#### DIRECTIVE A:
In the dialogue below, substitute "automatic assumption" for "default assumption" and give the passage starting at "Brad: Yeah, exactly." and ending at "on other people.".

#### SELECTION:
Myron: So yeah, but but but here’s the thing. So I think the, for me that the takeaway from the science here is twofold. One is to say, Well, you know, simply simply because people have very understandably, you know, maybe seen are grateful and, and see their own, trying to make sense of why they survived and why they didn’t in terms of some kind of divine plan, that that, you know, doesn’t mean that it was part of any overarching plan. However, at the same time, understanding just a little bit more about the the strong kind of cognitive push to towards those kinds of explanations makes it makes them more natural as to why they would do that. And, you know, you can understand there’s lots of, of cognitive momentum to try and fill out the story in terms of meaning and purpose and plan, right? And so it makes it more understandable in some way… even if it doesn’t make it more likely to be true.
Brad: Yeah, exactly. And when I heard that, as a, I’m going to call it a parable, from an atheist that was really–it was convicting to me–I realized that my I’m seeing myself in the mirror, I don’t like what I see. Because, I would have, you know, just made that default assumption, without the corresponding default assumption that, you know, God visited demise on other people.
Myron: You can even apply it more specifically to like a real, a very strong kind of Reformed theology that operates in terms of theological determinism, where the only way you can preserve a sense of God’s sovereignty is if God is kind of micromanaging every aspect of every part of the cosmos in ways that are specifically a part of God’s plan. So to use the system two system one language, what you get there, maybe one way to think about it is that we have this natural kind of system-wide inclination to see things in terms of design and purpose. And we have also, as part of our cognitive toolkit, reflective systems to processes that try and organize what system one is telling us into into some kind of coherent narrative and tune the right way, you get theological determinism in Reformed theology where you have God being responsible for all sorts of things, right? So just because that’s, well, “it’s got to be part of a plan and purpose.” And so it’s an interesting kind of layer to understanding differences between different theological traditions.
Brad: Yeah. And, and sometimes it’s difficult to have dialogue across those boundaries. And that brings us to the next point that I want to bring up with you: How do we have those conversations, that do contravene those, boundaries? We have boundaries that that are established, because of certain traditions or certain systematized understandings. And and now we’re in this place where a lot of us are in the same boat of questioning where we came from, but we’re questioning in completely different ways or in a different order, or whatever.

#### INFORMATION SUPPLIED:
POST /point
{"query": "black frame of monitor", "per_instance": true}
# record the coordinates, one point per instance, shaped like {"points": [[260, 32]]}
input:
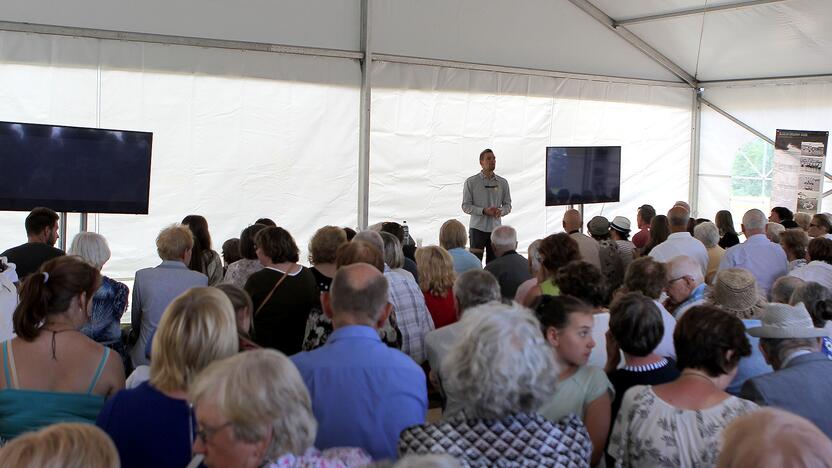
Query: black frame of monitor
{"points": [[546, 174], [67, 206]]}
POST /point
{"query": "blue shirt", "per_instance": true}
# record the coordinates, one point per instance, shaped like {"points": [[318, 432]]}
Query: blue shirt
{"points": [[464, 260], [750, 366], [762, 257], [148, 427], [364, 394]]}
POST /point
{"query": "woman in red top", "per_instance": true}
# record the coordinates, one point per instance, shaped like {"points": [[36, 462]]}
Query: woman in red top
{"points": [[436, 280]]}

#### DIRECTIVE B:
Output every line of the records above verbatim, with the pictures left out.

#### CORRECT OUTPUT A:
Brad: Yeah, exactly. And when I heard that, as a, I’m going to call it a parable, from an atheist that was really–it was convicting to me–I realized that my I’m seeing myself in the mirror, I don’t like what I see. Because, I would have, you know, just made that automatic assumption, without the corresponding automatic assumption that, you know, God visited demise on other people.

#### CORRECT OUTPUT B:
POST /point
{"query": "black frame of monitor", "per_instance": true}
# record the coordinates, one point per instance, shaped like {"points": [[260, 32]]}
input:
Query: black frame of monitor
{"points": [[546, 174], [67, 206]]}
POST /point
{"query": "blue shirt", "per_instance": true}
# record the coordinates, one point per instance, shaped like {"points": [[318, 432]]}
Query: blue shirt
{"points": [[464, 260], [750, 366], [762, 257], [148, 427], [364, 394]]}
POST /point
{"query": "woman in red top", "per_instance": true}
# record the coordinates, one point per instance, shaped like {"points": [[36, 462]]}
Query: woman in red top
{"points": [[436, 280]]}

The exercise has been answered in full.